◆ STATED PROBLEM
Return each line from the entries below that contains the word "pole".
═════ AVAILABLE RECORDS ═════
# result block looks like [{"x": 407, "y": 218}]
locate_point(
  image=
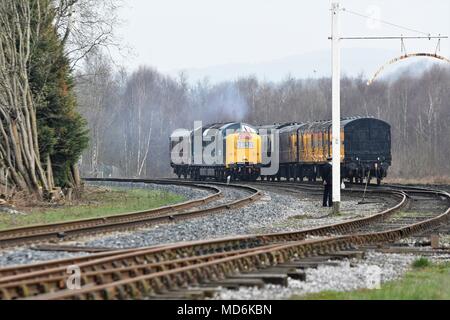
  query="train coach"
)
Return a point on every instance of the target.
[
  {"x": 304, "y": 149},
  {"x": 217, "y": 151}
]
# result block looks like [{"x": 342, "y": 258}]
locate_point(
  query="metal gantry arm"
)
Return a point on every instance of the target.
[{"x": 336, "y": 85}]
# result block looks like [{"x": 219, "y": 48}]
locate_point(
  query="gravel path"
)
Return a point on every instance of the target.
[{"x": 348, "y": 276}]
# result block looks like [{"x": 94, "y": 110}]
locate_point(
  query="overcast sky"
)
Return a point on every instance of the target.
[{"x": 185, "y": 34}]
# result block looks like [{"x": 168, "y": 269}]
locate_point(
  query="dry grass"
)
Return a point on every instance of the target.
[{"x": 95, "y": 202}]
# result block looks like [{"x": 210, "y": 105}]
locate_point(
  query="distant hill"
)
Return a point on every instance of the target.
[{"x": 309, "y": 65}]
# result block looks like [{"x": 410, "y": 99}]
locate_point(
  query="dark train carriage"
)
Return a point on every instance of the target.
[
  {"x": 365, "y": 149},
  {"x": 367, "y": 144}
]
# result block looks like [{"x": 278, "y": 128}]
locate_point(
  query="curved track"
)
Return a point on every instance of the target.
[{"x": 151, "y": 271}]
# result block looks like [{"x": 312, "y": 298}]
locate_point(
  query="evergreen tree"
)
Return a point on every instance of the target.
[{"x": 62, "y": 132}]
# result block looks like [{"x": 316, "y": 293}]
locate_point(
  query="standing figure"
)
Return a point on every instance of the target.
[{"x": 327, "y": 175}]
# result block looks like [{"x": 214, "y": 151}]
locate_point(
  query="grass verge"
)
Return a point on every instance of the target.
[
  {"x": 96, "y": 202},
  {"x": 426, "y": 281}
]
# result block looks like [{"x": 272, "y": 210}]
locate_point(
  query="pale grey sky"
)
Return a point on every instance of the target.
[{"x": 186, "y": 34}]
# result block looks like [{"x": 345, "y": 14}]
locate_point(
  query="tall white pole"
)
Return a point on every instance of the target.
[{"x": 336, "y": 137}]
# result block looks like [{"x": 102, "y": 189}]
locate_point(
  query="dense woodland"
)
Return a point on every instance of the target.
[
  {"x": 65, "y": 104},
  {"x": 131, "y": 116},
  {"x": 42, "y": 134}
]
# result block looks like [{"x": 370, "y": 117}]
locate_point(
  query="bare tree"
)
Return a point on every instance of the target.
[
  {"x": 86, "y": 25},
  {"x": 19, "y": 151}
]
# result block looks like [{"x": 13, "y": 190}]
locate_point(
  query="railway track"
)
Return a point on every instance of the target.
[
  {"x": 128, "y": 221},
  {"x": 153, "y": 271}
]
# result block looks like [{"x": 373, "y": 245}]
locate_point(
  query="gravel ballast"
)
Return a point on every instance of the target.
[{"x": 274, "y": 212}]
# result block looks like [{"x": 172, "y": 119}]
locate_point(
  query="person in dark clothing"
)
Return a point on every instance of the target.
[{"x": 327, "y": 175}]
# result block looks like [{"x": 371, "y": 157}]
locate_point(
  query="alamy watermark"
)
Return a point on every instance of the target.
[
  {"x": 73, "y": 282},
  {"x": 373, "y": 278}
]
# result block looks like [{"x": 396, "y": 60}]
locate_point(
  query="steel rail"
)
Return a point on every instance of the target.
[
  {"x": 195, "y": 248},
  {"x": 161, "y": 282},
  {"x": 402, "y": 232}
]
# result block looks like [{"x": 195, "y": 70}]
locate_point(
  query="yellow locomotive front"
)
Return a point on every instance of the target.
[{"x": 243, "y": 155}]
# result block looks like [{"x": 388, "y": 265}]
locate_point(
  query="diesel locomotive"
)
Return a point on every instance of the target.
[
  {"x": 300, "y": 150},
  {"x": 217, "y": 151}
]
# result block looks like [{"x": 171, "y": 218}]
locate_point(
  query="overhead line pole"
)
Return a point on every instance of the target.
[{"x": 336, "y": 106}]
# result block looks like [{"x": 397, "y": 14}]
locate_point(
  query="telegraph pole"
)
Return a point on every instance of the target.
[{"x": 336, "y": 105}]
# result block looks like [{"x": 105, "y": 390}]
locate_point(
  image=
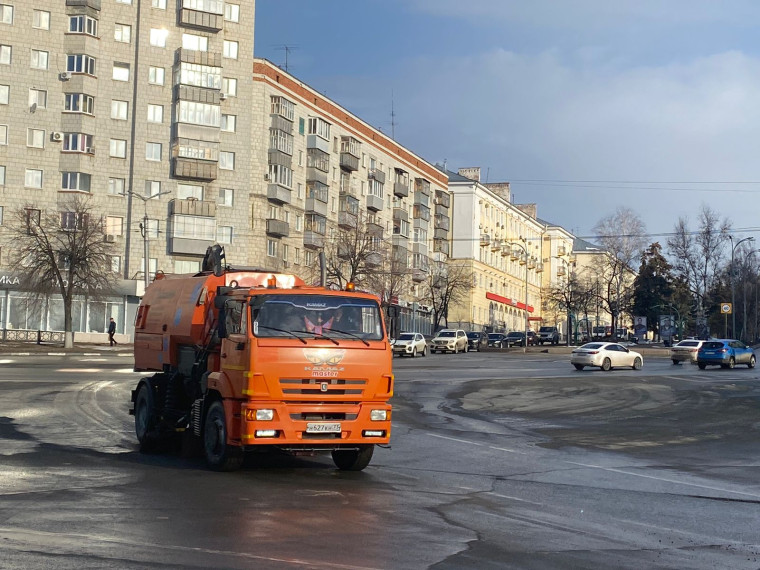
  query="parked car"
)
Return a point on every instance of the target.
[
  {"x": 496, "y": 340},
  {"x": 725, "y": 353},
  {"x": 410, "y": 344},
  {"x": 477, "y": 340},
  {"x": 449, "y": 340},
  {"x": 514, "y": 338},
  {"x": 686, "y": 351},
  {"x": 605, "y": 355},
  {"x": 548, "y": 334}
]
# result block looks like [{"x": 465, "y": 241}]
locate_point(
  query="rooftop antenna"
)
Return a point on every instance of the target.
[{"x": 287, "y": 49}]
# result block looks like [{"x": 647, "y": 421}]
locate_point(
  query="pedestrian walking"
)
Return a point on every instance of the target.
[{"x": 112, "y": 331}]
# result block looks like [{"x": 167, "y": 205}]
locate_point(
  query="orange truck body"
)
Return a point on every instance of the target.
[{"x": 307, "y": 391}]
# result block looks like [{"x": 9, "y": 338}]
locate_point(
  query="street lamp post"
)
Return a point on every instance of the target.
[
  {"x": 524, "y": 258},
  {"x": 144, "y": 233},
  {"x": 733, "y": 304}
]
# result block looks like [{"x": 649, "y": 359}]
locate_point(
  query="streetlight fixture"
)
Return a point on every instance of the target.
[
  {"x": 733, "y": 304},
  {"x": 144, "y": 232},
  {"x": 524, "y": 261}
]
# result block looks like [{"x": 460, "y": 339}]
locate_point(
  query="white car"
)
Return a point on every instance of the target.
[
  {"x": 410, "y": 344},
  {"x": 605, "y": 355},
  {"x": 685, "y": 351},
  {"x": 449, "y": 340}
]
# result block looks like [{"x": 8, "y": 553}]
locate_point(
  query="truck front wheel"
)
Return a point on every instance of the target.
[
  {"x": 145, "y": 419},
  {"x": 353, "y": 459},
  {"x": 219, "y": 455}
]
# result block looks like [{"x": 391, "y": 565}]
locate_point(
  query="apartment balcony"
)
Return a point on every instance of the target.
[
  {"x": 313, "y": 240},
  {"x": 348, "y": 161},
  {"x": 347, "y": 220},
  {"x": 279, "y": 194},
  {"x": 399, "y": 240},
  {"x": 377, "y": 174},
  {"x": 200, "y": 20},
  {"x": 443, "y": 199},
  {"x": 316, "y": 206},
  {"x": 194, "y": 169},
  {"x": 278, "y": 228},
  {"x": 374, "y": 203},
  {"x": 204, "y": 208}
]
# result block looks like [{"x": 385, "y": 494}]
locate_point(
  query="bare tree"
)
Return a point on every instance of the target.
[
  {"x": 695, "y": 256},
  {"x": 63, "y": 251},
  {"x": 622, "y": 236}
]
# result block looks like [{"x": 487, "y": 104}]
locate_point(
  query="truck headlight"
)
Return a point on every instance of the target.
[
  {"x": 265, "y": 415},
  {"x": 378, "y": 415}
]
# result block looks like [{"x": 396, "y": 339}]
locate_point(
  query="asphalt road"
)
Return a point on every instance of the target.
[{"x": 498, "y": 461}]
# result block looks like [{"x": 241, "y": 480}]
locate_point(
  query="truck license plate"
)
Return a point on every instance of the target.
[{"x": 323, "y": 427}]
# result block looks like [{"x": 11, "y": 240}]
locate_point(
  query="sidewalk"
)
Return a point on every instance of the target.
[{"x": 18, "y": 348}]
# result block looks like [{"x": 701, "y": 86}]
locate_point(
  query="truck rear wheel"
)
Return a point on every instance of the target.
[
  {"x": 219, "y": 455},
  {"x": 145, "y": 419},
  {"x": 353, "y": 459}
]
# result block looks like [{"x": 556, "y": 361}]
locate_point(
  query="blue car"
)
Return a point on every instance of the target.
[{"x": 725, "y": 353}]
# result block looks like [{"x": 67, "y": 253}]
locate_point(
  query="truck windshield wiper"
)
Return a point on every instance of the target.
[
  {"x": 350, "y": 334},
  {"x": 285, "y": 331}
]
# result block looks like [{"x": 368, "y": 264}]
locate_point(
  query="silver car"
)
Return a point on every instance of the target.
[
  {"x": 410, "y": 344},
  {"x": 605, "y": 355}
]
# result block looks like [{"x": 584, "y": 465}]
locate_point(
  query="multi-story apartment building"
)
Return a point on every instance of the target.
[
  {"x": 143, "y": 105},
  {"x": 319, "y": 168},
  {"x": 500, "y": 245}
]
═════
◆ EXERCISE SOLUTION
  query="tall white pole"
  query="overhead line pole"
  query="telegraph pole"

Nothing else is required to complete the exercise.